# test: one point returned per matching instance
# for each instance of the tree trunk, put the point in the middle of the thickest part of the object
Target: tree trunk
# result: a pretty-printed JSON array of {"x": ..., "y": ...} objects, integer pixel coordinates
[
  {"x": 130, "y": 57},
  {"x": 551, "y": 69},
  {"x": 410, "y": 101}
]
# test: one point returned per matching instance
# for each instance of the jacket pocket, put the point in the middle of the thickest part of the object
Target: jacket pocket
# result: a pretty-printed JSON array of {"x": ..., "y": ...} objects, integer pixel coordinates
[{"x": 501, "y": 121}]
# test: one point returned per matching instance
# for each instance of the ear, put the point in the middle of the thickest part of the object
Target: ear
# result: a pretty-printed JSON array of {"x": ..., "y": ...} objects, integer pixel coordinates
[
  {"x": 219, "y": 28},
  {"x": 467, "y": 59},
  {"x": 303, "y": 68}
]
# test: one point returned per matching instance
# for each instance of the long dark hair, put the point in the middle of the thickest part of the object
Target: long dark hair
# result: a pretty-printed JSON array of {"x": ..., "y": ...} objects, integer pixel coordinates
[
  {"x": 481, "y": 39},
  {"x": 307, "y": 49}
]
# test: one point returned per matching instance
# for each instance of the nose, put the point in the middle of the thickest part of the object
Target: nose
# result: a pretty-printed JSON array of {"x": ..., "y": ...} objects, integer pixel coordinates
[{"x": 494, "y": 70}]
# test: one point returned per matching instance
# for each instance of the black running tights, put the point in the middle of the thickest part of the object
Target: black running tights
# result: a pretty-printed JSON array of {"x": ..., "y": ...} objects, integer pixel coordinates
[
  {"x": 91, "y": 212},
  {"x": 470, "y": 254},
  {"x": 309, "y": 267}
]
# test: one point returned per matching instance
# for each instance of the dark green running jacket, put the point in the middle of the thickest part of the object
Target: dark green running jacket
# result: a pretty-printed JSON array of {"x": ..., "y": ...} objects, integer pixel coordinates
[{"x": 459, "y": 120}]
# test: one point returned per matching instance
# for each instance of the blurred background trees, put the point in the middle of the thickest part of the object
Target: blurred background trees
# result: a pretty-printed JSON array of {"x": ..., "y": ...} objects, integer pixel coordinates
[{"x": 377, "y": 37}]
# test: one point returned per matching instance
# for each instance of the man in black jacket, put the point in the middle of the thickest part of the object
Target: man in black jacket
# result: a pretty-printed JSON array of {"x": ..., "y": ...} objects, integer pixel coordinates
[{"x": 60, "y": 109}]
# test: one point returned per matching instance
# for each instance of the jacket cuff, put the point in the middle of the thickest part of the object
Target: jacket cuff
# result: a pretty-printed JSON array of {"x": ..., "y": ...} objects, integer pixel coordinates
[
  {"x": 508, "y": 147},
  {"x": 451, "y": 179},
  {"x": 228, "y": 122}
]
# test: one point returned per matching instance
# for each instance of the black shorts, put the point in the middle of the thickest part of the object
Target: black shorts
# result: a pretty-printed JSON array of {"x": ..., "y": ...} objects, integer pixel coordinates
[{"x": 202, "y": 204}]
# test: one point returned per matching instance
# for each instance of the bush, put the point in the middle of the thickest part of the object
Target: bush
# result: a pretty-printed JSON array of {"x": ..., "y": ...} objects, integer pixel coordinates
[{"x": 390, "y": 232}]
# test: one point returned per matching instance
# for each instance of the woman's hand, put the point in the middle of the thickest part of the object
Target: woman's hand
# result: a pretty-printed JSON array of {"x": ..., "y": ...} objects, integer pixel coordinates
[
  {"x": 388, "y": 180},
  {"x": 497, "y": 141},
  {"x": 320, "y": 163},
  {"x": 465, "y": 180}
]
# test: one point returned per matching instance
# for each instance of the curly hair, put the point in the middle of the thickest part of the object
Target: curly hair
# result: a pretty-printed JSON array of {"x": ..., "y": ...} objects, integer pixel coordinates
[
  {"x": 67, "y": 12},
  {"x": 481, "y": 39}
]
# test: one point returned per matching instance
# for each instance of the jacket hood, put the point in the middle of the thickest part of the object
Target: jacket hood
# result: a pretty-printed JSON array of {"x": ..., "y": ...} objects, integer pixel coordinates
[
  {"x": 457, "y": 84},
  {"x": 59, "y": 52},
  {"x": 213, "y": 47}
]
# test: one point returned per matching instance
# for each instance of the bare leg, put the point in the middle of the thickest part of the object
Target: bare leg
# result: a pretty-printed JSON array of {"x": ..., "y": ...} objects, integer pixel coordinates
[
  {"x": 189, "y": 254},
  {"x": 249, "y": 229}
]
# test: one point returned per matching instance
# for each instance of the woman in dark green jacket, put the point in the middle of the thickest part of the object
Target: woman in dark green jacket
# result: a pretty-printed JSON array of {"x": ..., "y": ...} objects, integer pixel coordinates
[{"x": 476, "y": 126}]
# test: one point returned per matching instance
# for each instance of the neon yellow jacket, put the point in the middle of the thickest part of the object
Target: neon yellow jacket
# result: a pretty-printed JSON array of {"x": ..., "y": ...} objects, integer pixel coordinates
○ ○ ○ ○ ○ ○ ○
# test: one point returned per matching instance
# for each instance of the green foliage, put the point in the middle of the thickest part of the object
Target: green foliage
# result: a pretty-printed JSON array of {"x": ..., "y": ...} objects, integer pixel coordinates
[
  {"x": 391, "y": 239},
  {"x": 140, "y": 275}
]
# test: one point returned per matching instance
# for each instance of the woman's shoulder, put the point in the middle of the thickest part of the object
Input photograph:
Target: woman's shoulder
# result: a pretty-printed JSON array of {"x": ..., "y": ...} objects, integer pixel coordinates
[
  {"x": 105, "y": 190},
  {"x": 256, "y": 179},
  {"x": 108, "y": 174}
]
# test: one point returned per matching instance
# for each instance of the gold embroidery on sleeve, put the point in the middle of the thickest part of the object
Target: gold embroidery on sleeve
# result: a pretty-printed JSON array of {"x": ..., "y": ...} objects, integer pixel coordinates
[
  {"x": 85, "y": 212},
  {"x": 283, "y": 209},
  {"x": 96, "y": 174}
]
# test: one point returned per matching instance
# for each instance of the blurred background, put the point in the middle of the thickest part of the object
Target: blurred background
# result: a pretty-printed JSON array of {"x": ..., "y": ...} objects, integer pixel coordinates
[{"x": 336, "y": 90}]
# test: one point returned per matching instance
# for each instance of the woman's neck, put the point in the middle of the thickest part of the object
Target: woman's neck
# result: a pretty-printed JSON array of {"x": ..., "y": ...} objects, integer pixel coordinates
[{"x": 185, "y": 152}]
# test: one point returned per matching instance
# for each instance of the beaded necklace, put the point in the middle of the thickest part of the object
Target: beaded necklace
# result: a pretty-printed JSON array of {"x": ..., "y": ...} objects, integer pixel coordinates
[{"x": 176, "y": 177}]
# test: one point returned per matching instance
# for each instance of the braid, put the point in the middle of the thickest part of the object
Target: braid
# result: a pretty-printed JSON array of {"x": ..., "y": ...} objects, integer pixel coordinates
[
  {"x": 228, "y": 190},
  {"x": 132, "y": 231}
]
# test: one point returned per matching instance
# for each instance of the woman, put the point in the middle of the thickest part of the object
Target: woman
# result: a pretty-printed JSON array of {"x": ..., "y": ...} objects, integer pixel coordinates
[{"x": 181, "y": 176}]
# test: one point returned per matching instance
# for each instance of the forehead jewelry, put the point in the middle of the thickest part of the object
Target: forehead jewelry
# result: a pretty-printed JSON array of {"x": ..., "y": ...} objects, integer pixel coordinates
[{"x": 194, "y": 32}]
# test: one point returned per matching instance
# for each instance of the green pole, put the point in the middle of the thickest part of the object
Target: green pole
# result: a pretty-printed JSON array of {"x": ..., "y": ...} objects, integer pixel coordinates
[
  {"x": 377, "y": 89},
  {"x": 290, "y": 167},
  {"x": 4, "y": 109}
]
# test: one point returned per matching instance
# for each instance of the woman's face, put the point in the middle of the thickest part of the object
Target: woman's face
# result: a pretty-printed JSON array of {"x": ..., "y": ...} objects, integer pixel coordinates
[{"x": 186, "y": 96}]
○ ○ ○ ○ ○ ○ ○
_CONSEGNA:_ Riporta ogni riga del materiale qui sopra in cui compare la parola "hand", distinguendo tra maiuscole e minuscole.

_SOLUZIONE:_
# for each instance of the woman's hand, put the point in the middle of the thickest part of the object
Target: woman's hand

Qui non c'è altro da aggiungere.